Convert every line of the items below into a numbered list with one line per number, skipping blank lines and leaving the pictures out.
:: Material ::
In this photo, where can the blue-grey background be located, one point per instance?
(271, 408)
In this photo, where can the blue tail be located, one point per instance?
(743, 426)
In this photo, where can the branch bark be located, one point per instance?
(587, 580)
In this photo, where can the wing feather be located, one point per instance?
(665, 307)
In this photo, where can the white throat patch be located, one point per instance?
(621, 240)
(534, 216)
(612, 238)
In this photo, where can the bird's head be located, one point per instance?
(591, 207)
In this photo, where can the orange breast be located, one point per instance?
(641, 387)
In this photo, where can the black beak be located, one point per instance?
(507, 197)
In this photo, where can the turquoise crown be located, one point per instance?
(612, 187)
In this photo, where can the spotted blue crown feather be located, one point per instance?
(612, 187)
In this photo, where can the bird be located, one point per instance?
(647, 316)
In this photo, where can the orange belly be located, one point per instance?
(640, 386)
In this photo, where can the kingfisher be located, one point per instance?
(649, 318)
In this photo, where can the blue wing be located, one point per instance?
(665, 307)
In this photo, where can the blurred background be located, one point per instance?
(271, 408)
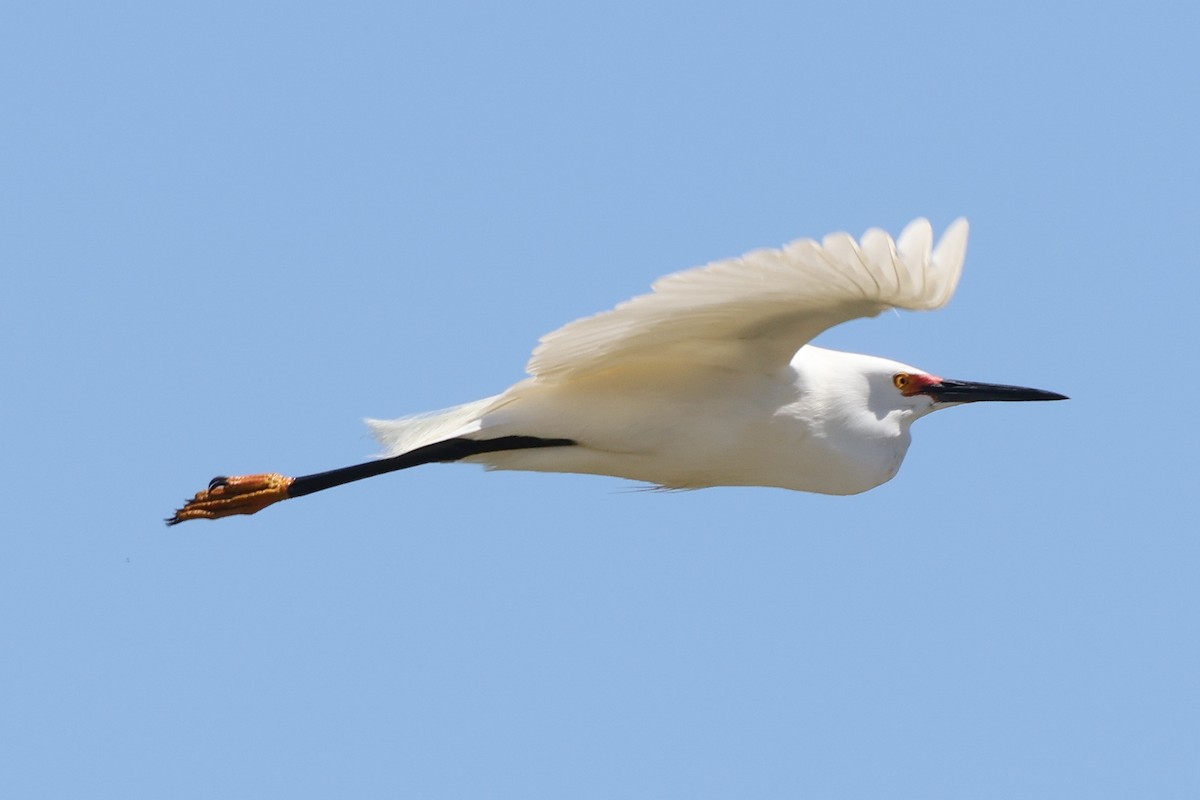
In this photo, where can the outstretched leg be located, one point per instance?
(227, 497)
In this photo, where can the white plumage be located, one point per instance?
(709, 380)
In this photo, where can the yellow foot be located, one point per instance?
(227, 497)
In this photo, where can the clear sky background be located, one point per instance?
:::
Result of the task
1. In this photo, where can the blue-grey background be located, one point per instance?
2. (271, 408)
3. In this photo, where can the blue tail be located, one point per instance?
4. (743, 426)
5. In this photo, where can the branch bark be located, one point per instance?
6. (587, 580)
7. In this photo, where can the wing feather be located, one point per instance?
8. (665, 307)
9. In this photo, where can the white throat patch be located, one point per instance?
10. (621, 240)
11. (534, 216)
12. (612, 238)
13. In this photo, where can the bird's head be located, one point per instance?
14. (591, 207)
15. In this photo, where can the orange breast be located, one point per instance?
16. (641, 387)
17. In this photo, where can the black beak be located, one point per instance?
18. (507, 197)
19. In this photo, where can the turquoise crown be located, one point per instance?
20. (612, 187)
21. In this photo, where can the spotted blue crown feather be located, one point per instance?
22. (612, 187)
23. In this photo, where can the bird be located, one point per instance?
24. (647, 316)
25. In this photo, where can the orange belly be located, one point per instance?
26. (640, 386)
27. In this photo, where can the kingfisher be located, one point per instance?
28. (649, 318)
29. In this photo, where can the blue wing be located, one point per instance?
30. (665, 307)
31. In this photo, where can the blurred background be located, one point per instance?
32. (271, 408)
33. In this photo, where can the outstretched leg be located, one point per instance?
34. (227, 497)
35. In this photo, where can the white plumage be located, one point per instance?
36. (709, 380)
37. In this photo, where can the yellow foot be located, one point per instance?
38. (227, 497)
39. In this photo, where can the clear sky background be located, one point per instance?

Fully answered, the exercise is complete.